* Listed records
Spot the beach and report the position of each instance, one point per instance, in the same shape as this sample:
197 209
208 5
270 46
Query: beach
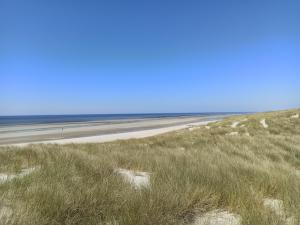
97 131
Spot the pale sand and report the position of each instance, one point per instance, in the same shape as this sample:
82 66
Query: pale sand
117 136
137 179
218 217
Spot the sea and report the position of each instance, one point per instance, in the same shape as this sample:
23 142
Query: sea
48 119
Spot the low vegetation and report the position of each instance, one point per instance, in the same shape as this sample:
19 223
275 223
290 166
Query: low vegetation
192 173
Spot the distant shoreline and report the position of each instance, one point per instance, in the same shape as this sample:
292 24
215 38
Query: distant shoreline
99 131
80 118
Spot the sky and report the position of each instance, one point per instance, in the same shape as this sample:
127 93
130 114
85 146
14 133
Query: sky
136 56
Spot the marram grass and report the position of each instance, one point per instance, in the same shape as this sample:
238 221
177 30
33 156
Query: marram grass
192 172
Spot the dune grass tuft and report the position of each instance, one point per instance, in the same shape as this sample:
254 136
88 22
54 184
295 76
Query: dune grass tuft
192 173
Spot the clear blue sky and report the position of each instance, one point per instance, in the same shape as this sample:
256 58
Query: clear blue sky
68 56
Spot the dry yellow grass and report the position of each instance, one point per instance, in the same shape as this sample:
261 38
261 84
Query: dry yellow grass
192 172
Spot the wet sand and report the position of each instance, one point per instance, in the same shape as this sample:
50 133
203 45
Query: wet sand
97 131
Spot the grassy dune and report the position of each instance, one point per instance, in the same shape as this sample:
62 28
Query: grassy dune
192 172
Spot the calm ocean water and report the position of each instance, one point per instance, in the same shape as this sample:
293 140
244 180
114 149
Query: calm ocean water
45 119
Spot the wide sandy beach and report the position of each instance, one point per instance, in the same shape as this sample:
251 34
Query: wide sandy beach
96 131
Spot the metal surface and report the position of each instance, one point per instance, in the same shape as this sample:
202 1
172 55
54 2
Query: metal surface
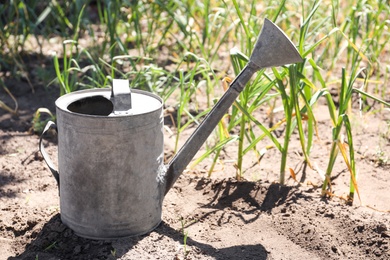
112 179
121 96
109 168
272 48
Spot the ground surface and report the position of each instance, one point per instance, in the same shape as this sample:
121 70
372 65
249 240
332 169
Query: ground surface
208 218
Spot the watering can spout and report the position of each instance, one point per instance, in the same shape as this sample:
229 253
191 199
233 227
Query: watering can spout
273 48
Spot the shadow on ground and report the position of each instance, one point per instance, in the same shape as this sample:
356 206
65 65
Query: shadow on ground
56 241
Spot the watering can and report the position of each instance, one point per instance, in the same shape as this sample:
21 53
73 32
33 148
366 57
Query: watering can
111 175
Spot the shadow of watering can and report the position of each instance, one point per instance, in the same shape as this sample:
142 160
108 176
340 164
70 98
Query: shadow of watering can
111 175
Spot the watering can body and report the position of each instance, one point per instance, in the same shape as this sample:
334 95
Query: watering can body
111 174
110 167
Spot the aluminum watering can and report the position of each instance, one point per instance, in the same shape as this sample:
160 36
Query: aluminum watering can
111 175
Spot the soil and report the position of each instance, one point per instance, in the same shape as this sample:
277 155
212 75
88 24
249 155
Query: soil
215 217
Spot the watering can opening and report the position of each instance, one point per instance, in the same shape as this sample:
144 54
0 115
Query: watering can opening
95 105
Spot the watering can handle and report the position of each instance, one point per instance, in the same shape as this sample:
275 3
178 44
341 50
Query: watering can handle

* Work order
Gather from the entries above all lines that include the string "handle".

* Finished task
Spot the watering can handle and report the position of each instance, one point per instance, in the same shape as this sample:
Query: watering can handle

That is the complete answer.